Entries
..............................
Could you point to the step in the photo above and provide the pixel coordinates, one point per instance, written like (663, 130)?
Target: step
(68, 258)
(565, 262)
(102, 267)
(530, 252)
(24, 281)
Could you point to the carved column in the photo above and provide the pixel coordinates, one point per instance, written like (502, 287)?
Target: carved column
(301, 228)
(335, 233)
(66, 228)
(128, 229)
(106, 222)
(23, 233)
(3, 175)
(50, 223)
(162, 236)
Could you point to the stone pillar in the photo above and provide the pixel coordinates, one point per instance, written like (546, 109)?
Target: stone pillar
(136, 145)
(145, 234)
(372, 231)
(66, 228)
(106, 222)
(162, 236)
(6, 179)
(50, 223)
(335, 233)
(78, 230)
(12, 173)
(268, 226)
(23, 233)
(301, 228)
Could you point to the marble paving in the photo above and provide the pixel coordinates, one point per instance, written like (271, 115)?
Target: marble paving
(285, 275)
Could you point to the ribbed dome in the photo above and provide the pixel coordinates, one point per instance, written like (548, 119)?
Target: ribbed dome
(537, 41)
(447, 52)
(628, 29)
..............................
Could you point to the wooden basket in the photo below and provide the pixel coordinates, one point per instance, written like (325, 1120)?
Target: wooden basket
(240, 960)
..............................
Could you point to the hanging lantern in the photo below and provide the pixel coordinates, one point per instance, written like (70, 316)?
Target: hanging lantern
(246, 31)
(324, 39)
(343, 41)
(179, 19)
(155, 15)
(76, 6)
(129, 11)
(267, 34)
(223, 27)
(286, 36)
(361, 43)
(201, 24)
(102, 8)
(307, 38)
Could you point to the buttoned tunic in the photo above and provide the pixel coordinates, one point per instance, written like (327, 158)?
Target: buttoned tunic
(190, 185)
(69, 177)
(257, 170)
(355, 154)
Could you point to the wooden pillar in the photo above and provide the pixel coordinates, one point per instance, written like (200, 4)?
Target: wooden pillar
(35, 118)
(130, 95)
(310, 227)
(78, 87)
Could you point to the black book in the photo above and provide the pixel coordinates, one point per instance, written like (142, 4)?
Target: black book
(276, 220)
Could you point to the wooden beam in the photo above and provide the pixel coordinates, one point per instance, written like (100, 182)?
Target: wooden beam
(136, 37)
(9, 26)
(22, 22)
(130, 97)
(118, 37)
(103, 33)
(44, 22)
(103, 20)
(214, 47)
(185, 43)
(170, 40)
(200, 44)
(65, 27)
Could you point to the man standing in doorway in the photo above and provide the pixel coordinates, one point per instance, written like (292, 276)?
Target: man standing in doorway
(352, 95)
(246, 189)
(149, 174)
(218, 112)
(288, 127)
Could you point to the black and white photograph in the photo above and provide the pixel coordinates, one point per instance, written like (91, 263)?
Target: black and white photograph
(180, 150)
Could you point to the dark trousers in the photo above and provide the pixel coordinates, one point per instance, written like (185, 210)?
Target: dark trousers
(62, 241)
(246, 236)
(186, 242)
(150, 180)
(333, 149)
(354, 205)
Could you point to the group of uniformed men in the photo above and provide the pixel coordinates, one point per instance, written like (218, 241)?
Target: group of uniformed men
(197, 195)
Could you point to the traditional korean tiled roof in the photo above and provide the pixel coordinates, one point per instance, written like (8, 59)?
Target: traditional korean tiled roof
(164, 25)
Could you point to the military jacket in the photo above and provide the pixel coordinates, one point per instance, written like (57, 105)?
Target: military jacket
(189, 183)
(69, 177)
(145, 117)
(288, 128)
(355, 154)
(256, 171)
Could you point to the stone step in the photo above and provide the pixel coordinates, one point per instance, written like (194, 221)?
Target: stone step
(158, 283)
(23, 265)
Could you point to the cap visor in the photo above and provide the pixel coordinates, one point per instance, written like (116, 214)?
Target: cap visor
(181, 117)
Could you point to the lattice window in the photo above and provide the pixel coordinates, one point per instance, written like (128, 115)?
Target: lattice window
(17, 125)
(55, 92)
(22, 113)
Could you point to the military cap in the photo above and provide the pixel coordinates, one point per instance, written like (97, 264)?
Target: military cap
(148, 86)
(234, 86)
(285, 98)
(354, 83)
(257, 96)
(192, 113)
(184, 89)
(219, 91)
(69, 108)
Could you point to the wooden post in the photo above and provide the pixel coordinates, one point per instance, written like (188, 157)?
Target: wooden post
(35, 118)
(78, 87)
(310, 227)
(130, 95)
..............................
Problem details
Gather every line of the rows above that contains the word "korean" and copy each one out.

Result
Could you point to the traditional korean tiled roof in the photo above and provide the pixel coordinates, one point per instance, written like (8, 59)?
Target: traditional korean tiled roof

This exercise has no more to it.